=== Working data ===
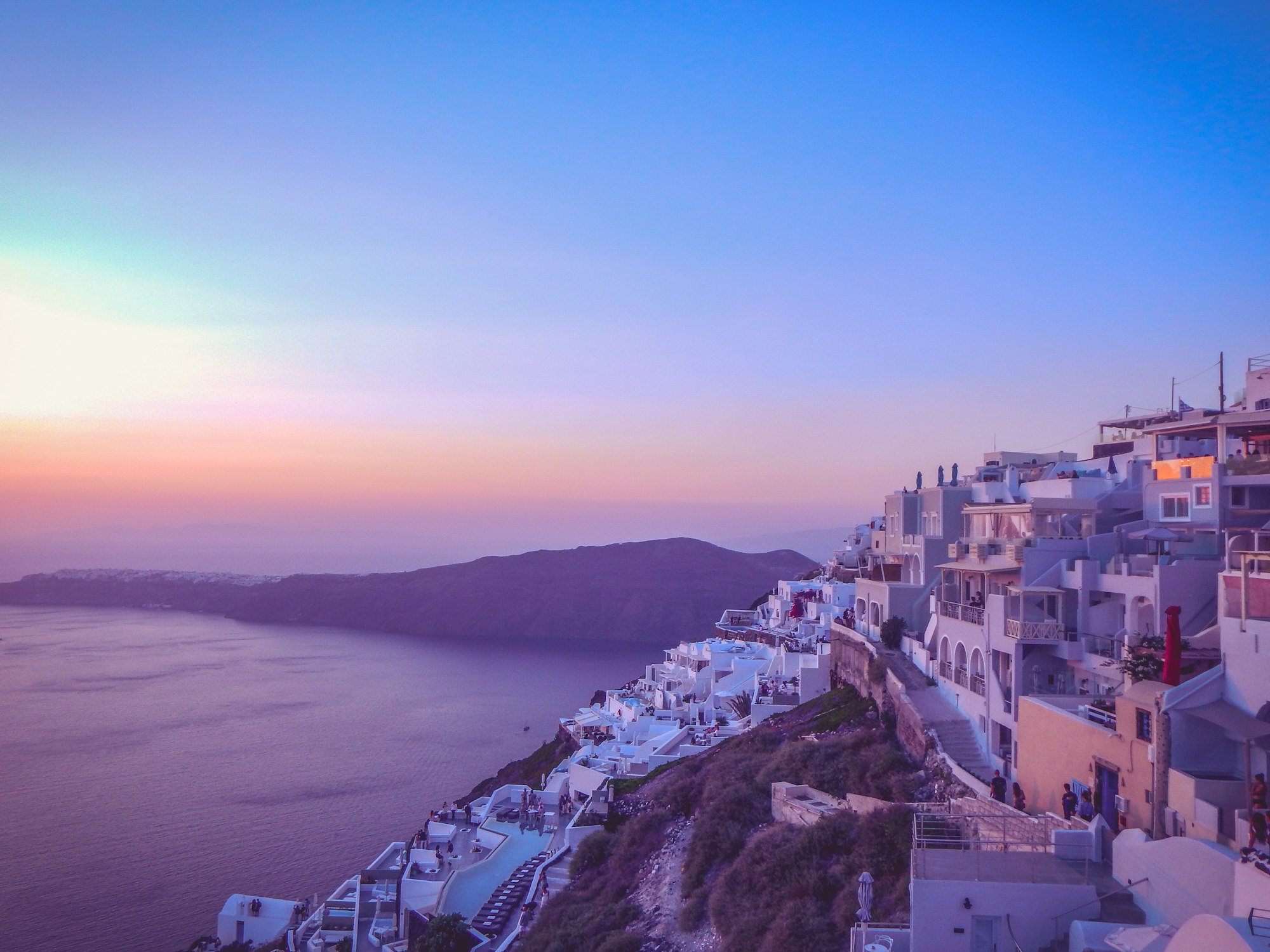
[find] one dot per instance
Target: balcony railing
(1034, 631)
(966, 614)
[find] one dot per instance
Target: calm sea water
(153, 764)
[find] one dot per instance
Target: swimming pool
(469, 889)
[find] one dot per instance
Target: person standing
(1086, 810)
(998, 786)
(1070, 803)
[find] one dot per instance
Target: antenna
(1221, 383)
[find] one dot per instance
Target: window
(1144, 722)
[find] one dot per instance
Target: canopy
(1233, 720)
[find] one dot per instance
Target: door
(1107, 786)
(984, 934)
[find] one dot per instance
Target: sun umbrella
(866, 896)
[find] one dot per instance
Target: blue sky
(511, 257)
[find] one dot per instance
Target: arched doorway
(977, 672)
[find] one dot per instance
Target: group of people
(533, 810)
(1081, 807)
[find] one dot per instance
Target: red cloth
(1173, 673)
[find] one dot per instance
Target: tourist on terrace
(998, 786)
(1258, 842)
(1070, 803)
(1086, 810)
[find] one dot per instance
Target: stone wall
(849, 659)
===
▸ Exercise aim: Go to the line in the listing above that has "Target: window" in it. Set down that line and each one after it, exactly.

▸ Response to the task:
Target: window
(1144, 722)
[find] one dot per instance
Target: canopy
(1233, 720)
[find] one dot per instance
Target: door
(1107, 786)
(984, 934)
[find] one dot per instance
Target: sun umbrella
(866, 896)
[find] one dot per instance
Target: blue sky
(511, 257)
[find] one dot per instance
Target: arched doorway
(977, 672)
[find] one dot per instance
Target: group of people
(533, 810)
(1081, 807)
[find] one dot per instance
Target: red cloth
(1173, 673)
[find] one dot per instance
Target: tourist on terrace
(998, 786)
(1258, 842)
(1070, 803)
(1086, 810)
[find] one dot per instance
Target: stone wall
(849, 659)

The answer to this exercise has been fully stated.